##### RECORDS TO PROCESS #####
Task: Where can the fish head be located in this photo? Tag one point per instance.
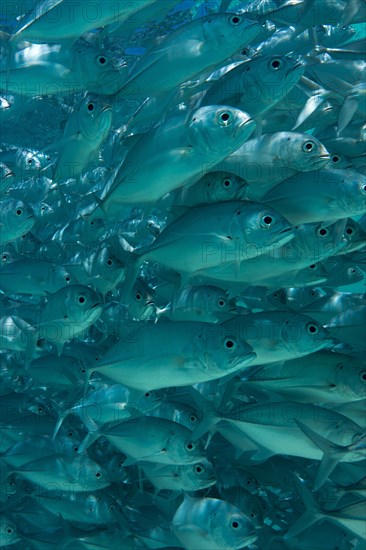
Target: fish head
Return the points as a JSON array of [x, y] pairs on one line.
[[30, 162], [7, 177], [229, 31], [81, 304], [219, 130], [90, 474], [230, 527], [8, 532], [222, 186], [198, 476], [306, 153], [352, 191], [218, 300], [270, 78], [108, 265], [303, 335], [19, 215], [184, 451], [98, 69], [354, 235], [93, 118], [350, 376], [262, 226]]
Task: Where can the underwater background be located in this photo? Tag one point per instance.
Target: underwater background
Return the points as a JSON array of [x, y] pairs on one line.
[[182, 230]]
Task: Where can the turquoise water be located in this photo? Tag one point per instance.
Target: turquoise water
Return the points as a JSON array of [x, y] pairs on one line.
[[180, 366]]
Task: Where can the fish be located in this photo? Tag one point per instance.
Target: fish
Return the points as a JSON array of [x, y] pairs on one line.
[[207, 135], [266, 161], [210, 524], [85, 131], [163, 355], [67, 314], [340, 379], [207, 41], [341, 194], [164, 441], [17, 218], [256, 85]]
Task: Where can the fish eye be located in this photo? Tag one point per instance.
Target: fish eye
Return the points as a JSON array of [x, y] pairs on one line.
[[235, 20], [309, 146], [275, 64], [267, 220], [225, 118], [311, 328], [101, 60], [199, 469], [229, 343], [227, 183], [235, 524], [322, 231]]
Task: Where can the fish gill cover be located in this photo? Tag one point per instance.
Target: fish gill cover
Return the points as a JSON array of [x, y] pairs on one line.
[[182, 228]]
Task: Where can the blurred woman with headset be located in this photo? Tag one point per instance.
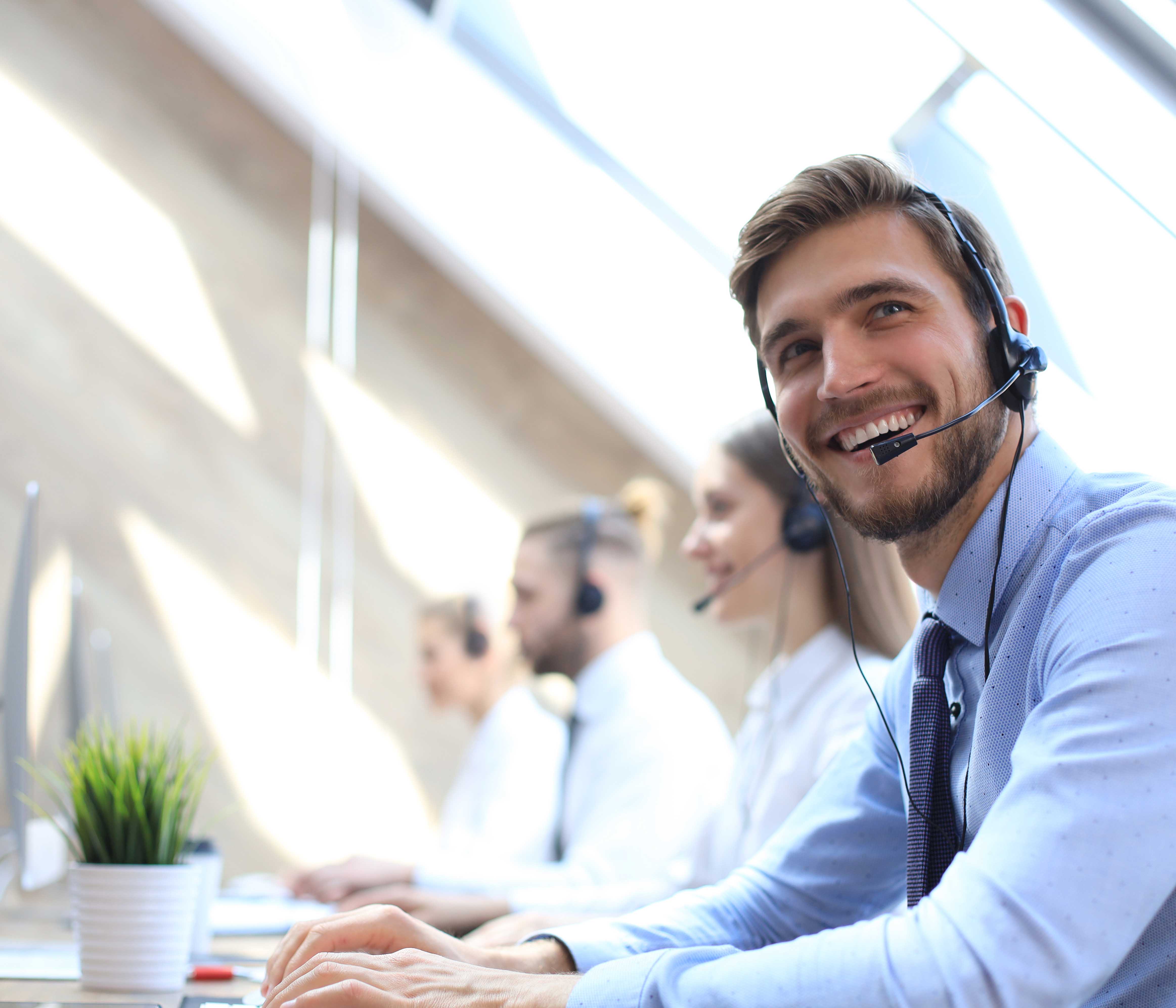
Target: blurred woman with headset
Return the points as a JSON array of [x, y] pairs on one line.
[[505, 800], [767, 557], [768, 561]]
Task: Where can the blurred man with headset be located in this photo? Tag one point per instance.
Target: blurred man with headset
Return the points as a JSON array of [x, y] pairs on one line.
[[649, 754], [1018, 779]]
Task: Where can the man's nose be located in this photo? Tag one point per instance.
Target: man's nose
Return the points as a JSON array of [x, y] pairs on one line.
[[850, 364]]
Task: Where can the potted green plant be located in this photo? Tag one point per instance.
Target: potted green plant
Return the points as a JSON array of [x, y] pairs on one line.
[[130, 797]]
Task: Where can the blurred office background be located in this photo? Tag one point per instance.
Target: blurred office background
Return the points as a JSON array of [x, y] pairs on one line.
#####
##### RECORDS TO PROCESS #####
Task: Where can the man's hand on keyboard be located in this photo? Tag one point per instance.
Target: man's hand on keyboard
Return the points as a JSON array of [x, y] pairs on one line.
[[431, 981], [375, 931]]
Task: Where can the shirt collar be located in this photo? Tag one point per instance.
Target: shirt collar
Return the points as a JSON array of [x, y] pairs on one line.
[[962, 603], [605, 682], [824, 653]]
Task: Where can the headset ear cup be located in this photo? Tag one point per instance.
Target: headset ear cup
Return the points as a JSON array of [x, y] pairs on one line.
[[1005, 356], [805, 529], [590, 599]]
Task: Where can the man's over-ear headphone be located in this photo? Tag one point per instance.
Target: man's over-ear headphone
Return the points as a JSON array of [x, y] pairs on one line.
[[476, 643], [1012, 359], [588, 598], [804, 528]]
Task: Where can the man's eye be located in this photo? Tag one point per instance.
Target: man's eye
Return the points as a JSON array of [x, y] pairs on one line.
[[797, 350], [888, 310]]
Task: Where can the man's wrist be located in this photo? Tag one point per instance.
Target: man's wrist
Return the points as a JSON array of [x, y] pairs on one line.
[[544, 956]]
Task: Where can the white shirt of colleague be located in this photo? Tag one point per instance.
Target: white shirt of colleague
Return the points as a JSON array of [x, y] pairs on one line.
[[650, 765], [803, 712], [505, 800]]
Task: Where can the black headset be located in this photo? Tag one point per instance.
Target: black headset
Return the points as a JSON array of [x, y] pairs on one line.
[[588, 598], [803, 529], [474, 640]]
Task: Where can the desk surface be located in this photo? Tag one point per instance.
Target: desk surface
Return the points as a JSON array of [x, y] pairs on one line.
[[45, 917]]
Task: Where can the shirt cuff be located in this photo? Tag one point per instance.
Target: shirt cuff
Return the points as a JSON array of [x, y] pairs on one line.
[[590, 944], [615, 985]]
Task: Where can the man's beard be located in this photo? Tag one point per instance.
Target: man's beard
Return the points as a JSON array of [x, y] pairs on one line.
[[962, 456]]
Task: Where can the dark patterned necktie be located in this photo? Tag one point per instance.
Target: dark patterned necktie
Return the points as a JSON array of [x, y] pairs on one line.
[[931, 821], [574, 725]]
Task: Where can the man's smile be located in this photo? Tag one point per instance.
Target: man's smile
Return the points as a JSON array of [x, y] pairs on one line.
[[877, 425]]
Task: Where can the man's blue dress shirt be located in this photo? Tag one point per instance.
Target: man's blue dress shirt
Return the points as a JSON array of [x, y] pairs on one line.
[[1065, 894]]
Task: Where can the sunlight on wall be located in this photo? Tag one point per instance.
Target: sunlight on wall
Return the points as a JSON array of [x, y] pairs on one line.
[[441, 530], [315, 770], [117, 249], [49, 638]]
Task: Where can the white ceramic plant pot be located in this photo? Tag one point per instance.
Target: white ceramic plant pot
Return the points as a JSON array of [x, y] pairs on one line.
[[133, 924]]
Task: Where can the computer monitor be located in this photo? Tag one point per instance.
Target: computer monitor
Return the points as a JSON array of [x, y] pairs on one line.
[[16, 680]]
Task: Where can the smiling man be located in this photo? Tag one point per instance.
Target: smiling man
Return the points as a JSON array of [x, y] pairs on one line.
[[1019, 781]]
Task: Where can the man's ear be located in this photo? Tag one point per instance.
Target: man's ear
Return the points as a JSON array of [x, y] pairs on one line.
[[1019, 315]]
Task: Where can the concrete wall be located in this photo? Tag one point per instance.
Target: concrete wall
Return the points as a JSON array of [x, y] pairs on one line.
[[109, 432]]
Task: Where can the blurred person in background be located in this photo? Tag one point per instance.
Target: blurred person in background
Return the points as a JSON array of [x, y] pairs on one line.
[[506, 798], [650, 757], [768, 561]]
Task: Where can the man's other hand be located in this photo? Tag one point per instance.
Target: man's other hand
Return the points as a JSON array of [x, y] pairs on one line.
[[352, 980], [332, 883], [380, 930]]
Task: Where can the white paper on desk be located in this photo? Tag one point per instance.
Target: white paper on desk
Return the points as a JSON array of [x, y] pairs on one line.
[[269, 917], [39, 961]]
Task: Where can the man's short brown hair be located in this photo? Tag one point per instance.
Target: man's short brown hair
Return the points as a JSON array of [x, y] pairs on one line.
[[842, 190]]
#####
Pull out every line of the records above that contains the word "wrist", and copy each one. Case counts.

Task: Where can the man's wrist be located in this photo? Tag one point per instance.
Target: man's wrist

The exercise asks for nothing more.